_Problem set_
1 > Reproduce the passage of the selective disclosure email between "Re: Demonstration of" and "from August 2023)", inclusive.
2 > According to the selective disclosure email, what is the only thing that gets signed in ACDC?

_Source text_
* * * * * * *
Re: Demonstration of Support for NIST-Compliant Selective Disclosure for Data Integrity Cryptosuites in VCWG from Personal Sam Smith on 2023-08-14 (public-vc-wg@w3.org from August 2023)

From: Personal Sam Smith <sam@samuelsmith.org>
Date: Mon, 14 Aug 2023 11:12:49 -0600
To: Manu Sporny <msporny@digitalbazaar.com>
Cc: Christopher Allen <christophera@lifewithalacrity.com>, W3C Verifiable Credentials Working Group <public-vc-wg@w3.org>
Message-Id: <B04C5B81-5C13-4D3A-BA53-4CCDA253FF57@samuelsmith.org>
> On Aug 12, 2023, at 10:14, Manu Sporny <msporny@digitalbazaar.com> wrote:
> 
> On Sat, Jul 29, 2023 at 4:42 PM Samuel Smith <sam@prosapien.com> wrote:
>> The way it works in ACDC is that the list of selectively disclosed attributes are part of an aggregated Hash, that is the hash of a list of blinded hashes. The only thing that is signed is the hash of the list of blinded hashes. Each blinded hash is of a field map using the SAID protocol to generate the self referential hash. But the structure of the field map itself is not leaked. So the length of the list and the structure of individual elements of the list is not disclosed or signed only the blinded aggregate.  So no information is leaked at this point.
* * * * * * *
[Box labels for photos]
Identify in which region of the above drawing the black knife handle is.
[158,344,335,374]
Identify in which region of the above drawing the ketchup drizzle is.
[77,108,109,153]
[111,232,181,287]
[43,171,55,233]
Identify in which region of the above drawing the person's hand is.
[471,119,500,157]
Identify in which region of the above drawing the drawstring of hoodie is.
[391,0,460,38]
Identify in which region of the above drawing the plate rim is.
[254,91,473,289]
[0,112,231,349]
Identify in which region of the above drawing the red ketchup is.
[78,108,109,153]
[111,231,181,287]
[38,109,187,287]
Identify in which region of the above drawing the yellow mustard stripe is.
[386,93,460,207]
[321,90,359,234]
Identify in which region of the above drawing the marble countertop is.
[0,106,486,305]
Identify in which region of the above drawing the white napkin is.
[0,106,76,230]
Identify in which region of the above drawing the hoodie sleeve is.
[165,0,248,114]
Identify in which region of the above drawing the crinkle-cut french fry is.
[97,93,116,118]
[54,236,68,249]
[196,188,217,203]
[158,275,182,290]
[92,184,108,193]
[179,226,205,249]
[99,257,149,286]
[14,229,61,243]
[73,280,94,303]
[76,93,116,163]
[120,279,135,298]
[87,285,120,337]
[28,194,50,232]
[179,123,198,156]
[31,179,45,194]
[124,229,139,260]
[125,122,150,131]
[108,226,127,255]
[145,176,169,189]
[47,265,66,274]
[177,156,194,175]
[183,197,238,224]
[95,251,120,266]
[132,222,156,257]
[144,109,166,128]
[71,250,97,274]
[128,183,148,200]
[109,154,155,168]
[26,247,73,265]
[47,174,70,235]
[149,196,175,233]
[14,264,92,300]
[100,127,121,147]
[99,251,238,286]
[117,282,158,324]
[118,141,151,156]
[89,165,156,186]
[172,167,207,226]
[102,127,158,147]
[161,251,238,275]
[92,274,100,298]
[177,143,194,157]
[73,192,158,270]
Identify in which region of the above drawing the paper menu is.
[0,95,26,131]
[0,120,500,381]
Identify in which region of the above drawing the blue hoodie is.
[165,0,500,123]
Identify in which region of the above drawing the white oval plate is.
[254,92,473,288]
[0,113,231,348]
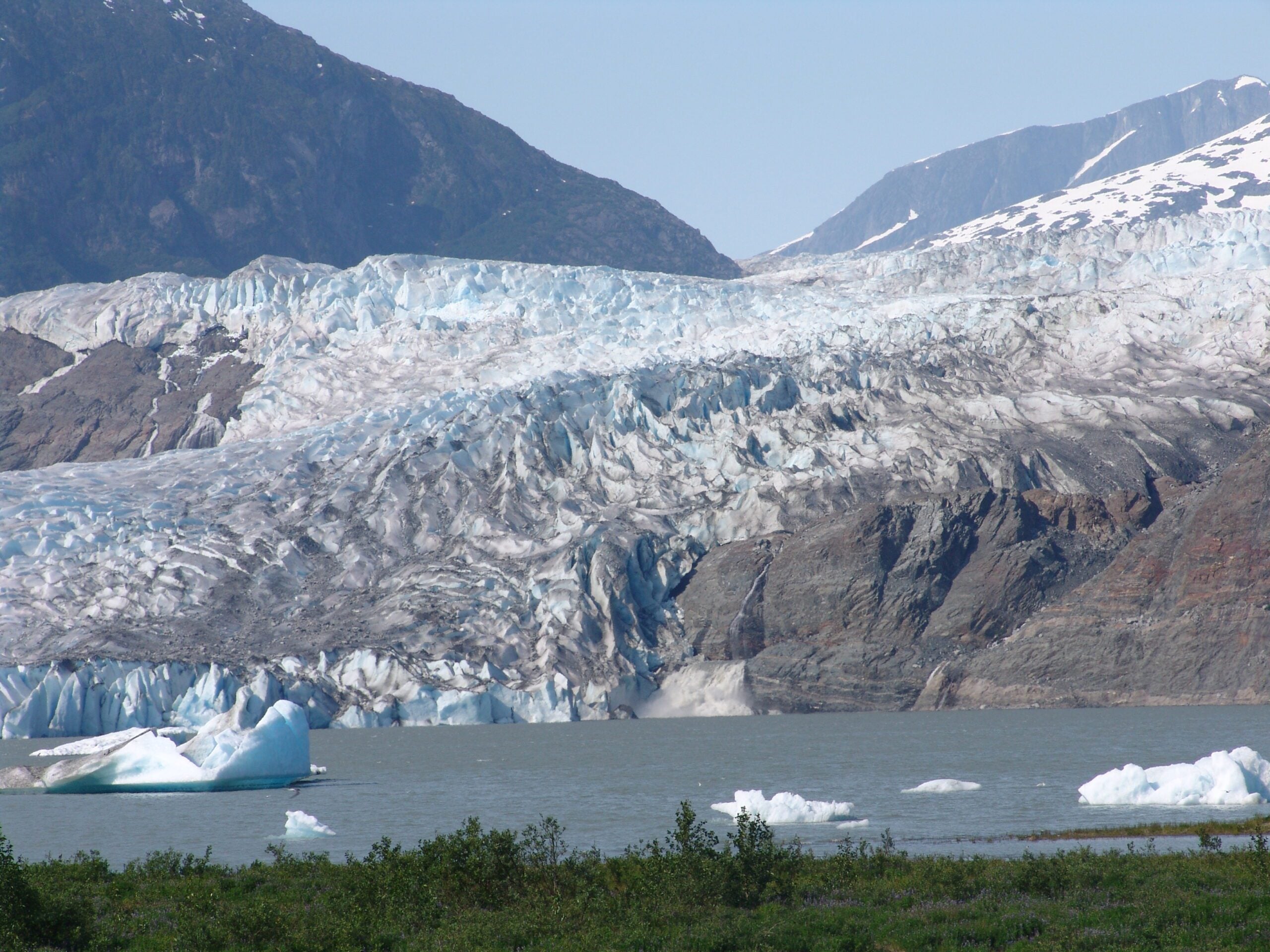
* * * * * * *
_Results for each task_
1 >
Re: Demonstration of Support for NIST-Compliant Selective Disclosure for Data Integrity Cryptosuites in VCWG from Personal Sam Smith on 2023-08-14 (public-vc-wg@w3.org from August 2023)

2 > The hash of the list of blinded hashes.